They say that sometimes, you have to let go of things—objects, cities, hometowns, gadgets, and friends—when all they do is blow and push at you from in front, causing you to struggle backward on your life path, just as strong gusts of wind blow and push at you from in front, causing you to fall behind, pushing you further and further away from the path you’re on.

Of course, this does not give you the go-ahead to selfishly drop friendships when they stop giving you the benefits you desire. But let’s explore the other end of the spectrum. What if you believe you’ve done everything within your power to draw that friendship back, but the other party involved stays stagnant and immobile with regards to improving the relationship?

Imagine this friendship on a timeline. Both of you have amassed so many years together that it hurts to think about how things once was. They say it is pointless to dwell in the past. But those memories bring you such warm feelings. They bring back endless conversations about everything and anything. They bring back the time when you completed each other’s sentences—the time when your beings were so in sync that words weren’t necessary to understand each other.

Then reality kicks in. The paths you have chosen now seem to run parallel to each other. Although you pray for them to converge, those differences that only displayed themselves in specs and bits of dust in the past have reared their ugly heads in full-force now. Back then, you knew that the both of you were made differently, but somehow those differences worked to bring you together. You were each other’s better halves. In areas where you were lacking, the other person supplemented, and vice versa.

────────────────

* _TASKS FOR THIS EXERCISE_:
**A.** Condense the paragraph of the friendship essay that begins "Imagine this friendship on a timeline" into a shorter version that keeps its main points.
**B.** Quote the friendship essay between "They say that" and "improving the relationship?", inclusive.

────────────────

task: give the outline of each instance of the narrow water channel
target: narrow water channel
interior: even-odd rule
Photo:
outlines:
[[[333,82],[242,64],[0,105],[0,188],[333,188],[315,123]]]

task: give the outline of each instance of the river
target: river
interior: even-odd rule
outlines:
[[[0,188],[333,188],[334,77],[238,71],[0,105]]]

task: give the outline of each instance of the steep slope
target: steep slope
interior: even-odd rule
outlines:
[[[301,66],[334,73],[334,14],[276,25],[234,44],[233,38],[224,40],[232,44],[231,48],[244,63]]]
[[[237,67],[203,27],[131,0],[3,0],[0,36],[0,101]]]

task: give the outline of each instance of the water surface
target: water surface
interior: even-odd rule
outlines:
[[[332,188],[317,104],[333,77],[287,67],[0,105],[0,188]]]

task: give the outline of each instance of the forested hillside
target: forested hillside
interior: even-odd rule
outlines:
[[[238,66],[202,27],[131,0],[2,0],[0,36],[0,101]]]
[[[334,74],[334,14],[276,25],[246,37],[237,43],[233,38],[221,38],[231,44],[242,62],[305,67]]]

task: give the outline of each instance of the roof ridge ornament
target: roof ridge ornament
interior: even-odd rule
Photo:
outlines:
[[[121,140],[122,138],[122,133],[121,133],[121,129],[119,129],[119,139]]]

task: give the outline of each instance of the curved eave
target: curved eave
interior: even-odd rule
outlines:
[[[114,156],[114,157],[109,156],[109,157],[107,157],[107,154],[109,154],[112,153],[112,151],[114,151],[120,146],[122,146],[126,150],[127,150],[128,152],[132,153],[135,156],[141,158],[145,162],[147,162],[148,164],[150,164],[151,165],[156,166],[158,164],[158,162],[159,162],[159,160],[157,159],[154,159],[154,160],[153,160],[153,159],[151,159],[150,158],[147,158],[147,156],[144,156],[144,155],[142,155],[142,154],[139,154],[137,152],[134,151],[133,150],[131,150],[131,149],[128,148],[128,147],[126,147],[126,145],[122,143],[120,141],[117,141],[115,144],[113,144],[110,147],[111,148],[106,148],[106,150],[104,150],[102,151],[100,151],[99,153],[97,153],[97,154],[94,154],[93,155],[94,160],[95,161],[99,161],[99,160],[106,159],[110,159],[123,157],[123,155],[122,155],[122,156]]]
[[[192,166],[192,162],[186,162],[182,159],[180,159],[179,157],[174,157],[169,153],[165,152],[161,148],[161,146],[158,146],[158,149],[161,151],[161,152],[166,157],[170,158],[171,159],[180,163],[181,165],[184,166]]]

────────────────

* _OUTPUTS IN ORDER_:
**A.** Picture the friendship as a timeline: after so many years together, remembering how things used to be hurts. Dwelling on the past is said to be pointless, yet the memories are warm. They recall endless conversations, finishing each other's sentences, and being so in sync that words weren't needed.

**B.**
They say that sometimes, you have to let go of things—objects, cities, hometowns, gadgets, and friends—when all they do is blow and push at you from in front, causing you to struggle backward on your life path, just as strong gusts of wind blow and push at you from in front, causing you to fall behind, pushing you further and further away from the path you’re on.

Of course, this does not give you the go-ahead to selfishly drop friendships when they stop giving you the benefits you desire. But let’s explore the other end of the spectrum. What if you believe you’ve done everything within your power to draw that friendship back, but the other party involved stays stagnant and immobile with regards to improving the relationship?